EXERCISE GOAL →
Rewrite the entries from the line with "pin: irrigation pipe" up to and including the last line of the entries, switching each "one pin per instance" to "one pin for each instance" and keeping all else unchanged.

#### SUPPLIED MATERIAL ####

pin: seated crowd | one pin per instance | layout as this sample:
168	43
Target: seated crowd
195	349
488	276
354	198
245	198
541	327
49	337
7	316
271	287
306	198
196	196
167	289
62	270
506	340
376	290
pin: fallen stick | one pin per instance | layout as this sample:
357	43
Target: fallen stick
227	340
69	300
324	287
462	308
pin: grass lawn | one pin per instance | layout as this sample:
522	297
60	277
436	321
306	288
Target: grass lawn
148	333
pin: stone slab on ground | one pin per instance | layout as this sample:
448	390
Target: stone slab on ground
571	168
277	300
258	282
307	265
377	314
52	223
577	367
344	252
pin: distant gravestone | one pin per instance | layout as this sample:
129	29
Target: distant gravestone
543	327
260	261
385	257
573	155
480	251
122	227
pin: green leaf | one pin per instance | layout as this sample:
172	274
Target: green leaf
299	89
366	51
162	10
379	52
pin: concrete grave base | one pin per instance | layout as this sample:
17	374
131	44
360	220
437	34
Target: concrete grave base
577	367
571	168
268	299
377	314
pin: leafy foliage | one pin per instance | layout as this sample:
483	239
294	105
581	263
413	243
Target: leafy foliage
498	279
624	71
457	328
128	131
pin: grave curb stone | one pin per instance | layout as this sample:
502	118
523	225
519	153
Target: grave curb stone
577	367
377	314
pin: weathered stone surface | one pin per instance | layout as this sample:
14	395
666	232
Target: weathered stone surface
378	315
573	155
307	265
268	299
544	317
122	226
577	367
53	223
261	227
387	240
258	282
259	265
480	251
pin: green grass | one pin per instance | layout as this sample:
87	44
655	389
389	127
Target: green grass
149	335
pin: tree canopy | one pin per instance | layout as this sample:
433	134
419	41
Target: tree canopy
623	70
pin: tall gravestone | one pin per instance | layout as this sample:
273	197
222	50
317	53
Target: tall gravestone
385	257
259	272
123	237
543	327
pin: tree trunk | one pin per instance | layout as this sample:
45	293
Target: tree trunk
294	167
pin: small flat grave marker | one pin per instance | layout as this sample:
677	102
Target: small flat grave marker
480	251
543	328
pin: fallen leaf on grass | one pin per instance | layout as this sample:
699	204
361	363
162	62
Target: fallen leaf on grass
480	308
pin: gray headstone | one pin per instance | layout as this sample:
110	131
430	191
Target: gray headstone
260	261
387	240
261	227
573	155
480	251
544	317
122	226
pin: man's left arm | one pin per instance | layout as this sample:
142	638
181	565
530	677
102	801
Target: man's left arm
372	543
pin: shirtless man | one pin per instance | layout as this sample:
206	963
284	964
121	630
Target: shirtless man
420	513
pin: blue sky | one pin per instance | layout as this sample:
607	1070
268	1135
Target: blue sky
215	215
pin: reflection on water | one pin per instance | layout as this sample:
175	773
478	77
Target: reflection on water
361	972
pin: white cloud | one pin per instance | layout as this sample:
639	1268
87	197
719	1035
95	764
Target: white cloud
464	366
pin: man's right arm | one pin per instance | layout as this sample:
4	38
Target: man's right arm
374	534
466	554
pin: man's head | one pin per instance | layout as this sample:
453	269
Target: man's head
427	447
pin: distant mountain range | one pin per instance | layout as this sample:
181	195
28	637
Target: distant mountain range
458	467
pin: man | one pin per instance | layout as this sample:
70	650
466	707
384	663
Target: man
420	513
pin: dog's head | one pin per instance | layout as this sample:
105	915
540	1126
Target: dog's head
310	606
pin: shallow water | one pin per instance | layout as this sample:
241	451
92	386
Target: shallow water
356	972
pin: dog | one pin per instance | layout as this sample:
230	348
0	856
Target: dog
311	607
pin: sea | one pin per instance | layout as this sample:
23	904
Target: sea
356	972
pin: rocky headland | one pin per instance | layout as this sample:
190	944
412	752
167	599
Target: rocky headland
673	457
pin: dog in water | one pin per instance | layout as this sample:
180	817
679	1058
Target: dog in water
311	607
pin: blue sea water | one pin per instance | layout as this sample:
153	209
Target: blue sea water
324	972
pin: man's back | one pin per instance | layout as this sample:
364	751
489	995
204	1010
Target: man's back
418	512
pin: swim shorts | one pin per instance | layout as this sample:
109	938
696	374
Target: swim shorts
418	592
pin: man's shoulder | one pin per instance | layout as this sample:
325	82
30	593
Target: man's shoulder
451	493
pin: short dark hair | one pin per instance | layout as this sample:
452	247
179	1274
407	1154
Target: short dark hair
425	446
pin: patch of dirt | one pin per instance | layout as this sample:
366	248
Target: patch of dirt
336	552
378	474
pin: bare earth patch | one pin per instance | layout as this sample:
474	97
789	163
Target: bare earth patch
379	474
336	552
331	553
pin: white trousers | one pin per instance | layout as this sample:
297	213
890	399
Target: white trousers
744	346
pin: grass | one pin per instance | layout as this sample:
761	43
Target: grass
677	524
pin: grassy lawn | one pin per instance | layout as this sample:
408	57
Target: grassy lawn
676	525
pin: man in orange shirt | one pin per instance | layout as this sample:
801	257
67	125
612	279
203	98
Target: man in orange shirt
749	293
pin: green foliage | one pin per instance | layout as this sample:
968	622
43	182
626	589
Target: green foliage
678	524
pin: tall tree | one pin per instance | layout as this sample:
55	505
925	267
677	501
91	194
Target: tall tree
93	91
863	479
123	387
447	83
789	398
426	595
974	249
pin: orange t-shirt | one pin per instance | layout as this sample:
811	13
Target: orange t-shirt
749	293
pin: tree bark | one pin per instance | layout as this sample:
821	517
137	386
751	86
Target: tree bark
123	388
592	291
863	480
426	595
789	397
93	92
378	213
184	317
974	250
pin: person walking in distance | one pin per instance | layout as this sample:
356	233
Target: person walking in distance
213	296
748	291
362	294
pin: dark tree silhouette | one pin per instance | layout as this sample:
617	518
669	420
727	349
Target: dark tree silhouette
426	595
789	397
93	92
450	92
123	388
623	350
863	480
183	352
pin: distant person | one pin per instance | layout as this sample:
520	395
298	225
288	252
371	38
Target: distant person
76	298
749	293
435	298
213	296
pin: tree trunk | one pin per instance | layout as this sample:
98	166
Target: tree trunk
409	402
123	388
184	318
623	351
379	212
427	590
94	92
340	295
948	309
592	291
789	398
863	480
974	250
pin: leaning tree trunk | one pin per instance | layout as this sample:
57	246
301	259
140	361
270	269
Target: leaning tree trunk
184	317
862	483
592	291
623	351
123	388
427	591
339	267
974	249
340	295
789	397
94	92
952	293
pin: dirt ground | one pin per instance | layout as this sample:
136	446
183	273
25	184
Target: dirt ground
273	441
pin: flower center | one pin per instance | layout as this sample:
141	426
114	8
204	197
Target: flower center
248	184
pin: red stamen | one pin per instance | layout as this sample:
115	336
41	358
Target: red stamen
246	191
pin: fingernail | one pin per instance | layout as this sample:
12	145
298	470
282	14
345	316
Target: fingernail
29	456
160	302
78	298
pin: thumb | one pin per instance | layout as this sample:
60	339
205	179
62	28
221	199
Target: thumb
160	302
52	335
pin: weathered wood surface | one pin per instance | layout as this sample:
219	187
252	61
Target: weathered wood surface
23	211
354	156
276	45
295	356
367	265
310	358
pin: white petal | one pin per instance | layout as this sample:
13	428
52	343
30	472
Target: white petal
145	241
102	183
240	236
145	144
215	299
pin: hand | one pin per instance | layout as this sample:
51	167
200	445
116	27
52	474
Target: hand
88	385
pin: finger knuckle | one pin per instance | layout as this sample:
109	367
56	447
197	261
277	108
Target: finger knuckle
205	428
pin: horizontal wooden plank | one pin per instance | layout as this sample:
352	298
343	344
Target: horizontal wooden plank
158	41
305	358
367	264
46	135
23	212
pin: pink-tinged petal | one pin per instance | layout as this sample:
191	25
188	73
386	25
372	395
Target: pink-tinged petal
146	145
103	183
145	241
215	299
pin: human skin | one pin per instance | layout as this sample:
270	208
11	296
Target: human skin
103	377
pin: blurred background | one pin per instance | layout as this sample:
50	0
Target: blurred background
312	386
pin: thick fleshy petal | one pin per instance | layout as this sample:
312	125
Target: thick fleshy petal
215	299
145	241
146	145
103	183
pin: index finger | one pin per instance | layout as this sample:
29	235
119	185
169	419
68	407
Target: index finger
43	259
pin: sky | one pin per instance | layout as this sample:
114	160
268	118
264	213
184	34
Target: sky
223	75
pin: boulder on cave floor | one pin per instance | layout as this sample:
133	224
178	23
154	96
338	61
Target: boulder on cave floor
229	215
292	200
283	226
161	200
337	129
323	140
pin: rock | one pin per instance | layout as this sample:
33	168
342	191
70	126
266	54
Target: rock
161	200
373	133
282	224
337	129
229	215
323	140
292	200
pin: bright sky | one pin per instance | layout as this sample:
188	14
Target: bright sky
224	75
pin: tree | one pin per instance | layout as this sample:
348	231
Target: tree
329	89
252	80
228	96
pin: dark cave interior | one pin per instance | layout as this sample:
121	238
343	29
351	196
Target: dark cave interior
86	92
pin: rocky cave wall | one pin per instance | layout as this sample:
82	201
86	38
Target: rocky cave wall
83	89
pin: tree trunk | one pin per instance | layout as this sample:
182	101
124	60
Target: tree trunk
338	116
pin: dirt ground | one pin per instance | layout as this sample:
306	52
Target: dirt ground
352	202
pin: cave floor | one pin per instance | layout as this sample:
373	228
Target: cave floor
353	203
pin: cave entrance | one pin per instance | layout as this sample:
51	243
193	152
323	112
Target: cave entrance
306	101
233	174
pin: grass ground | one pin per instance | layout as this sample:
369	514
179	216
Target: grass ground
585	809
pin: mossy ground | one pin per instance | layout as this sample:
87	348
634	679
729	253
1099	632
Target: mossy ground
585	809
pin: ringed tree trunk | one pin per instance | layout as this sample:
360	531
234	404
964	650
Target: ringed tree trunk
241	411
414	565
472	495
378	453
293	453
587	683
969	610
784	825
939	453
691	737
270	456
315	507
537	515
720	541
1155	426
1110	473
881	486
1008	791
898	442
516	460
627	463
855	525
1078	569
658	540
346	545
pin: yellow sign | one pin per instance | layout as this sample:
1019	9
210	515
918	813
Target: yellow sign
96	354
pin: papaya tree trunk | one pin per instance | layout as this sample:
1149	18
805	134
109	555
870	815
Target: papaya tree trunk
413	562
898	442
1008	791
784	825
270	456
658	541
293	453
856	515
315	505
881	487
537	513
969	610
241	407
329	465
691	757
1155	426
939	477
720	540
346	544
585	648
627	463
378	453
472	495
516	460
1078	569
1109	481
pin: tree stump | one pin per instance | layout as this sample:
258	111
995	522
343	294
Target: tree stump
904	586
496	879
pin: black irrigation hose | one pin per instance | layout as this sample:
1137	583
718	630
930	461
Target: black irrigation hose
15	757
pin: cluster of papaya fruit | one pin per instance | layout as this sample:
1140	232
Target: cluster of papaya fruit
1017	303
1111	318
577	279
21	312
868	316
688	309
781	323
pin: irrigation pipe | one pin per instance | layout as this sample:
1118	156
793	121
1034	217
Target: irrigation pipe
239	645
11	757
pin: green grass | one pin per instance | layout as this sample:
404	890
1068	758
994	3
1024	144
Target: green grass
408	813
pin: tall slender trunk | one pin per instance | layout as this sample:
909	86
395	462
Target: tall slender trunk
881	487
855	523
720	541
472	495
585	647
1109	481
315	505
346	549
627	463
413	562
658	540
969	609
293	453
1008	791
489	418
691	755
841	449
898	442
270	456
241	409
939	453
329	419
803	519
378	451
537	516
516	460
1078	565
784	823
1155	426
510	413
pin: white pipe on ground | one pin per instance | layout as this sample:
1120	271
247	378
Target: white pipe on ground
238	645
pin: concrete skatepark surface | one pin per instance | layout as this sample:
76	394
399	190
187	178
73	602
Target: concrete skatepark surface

####

REPLY →
pin: irrigation pipe | one pin for each instance | layout as this sample:
1118	156
793	121
1034	217
Target: irrigation pipe
239	645
11	757
pin: green grass | one pin for each instance | layout as this sample:
404	890
1068	758
994	3
1024	144
Target: green grass
408	813
pin: tall slender trunk | one pin for each instance | layout as this sample:
909	86
395	462
Target: tall slender trunk
881	487
855	523
720	541
472	495
585	647
1109	481
315	505
346	549
627	463
413	562
658	540
969	609
293	453
1008	791
489	418
691	755
841	449
898	442
270	456
241	409
939	453
329	419
803	519
378	451
537	516
516	460
1078	565
784	823
1155	426
510	413
pin: white pipe on ground | one pin for each instance | layout as this sample:
1120	271
247	378
Target: white pipe on ground
238	645
pin: concrete skatepark surface | one pin for each instance | layout as this sample:
76	394
399	190
187	178
73	602
Target: concrete skatepark surface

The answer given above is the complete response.